BEGIN

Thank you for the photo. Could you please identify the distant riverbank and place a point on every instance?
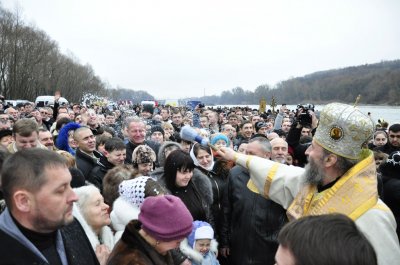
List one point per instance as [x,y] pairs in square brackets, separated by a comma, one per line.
[391,114]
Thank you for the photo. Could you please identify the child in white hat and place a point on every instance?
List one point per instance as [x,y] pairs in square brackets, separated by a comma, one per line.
[200,246]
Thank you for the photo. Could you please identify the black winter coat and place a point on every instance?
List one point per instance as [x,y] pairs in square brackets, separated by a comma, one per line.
[251,223]
[77,247]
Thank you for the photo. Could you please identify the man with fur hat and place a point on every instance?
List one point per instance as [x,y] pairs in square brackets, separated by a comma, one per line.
[340,178]
[157,134]
[136,130]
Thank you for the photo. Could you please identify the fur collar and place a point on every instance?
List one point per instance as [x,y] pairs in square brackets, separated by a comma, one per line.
[123,212]
[193,254]
[202,183]
[106,235]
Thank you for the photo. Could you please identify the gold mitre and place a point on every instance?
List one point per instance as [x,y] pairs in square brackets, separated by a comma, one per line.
[343,130]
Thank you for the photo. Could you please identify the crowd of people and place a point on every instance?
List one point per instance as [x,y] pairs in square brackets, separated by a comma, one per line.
[122,185]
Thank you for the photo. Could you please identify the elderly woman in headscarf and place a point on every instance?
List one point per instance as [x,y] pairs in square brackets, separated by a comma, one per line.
[92,213]
[131,196]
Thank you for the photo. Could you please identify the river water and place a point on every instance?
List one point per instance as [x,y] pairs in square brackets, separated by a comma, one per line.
[391,114]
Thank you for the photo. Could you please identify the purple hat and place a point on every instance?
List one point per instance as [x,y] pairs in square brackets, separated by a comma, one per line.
[165,218]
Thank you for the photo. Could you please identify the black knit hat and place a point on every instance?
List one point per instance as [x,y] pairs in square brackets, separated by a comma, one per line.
[391,168]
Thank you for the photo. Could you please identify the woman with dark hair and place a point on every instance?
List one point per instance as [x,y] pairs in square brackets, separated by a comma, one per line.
[192,188]
[217,172]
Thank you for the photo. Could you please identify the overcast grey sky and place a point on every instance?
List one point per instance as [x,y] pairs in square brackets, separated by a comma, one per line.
[183,48]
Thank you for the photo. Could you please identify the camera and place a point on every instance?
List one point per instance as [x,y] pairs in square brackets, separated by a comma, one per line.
[305,118]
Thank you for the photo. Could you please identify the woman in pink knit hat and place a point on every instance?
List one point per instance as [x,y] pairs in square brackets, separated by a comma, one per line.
[164,221]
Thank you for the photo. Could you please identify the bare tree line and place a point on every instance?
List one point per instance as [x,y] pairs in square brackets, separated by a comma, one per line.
[31,64]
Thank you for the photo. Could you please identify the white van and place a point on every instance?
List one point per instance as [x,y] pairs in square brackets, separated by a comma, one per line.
[49,100]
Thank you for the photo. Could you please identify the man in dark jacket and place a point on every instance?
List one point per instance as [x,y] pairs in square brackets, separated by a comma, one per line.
[86,154]
[38,227]
[114,155]
[251,223]
[136,129]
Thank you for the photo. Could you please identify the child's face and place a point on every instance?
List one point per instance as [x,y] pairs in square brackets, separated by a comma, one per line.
[220,143]
[202,245]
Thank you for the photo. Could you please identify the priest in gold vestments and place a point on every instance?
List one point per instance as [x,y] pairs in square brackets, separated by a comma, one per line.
[339,178]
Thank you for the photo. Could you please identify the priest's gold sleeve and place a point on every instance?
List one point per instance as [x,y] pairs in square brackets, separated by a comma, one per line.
[273,180]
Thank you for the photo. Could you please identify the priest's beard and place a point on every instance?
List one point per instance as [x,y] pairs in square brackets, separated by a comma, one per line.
[314,172]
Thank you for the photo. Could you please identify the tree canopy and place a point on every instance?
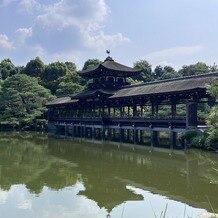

END

Goal of the exercise: Pick out every line in the items above that contains the word "black", treating uppercase and lowercase as different, and copy each of those lines.

Reply:
Thank you for the photo. Could you please identify the black winter coat and place a point on every instance?
Thank you for the photo. Could you please identify the black knit hat and place a point on every instance?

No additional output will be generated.